## Exercise directions
Quote the data below in full, minus the images.
Data shown: Begin
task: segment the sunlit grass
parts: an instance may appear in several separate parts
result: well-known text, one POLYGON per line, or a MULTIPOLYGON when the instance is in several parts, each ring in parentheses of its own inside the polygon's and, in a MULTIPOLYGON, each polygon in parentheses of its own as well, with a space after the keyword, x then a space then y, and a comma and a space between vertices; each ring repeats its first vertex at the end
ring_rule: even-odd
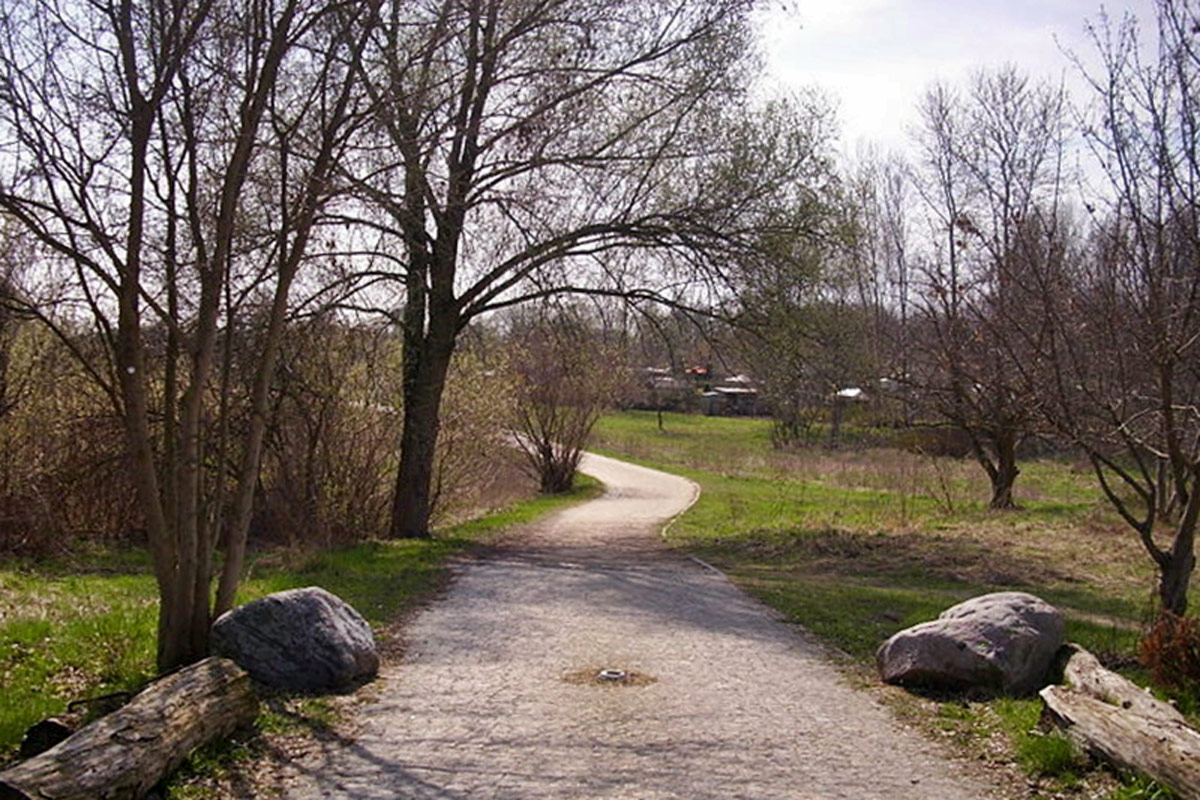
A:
Data shown: End
## Result of the task
task: segment the sunlit grass
parts: an instance may appear in several separate parts
result: well-known text, one POLYGON per line, or a MULTIPOLYGON when the instance is in several parts, each ring in parentheses of its own inside the polygon's and, in a MULTIPOLYGON, each polygon in parentheses of its own as well, with a space after the keyword, x then a space then y, and a comma and a space between vertices; each ring repeats its first vertex at the end
ring_rule: even-odd
A:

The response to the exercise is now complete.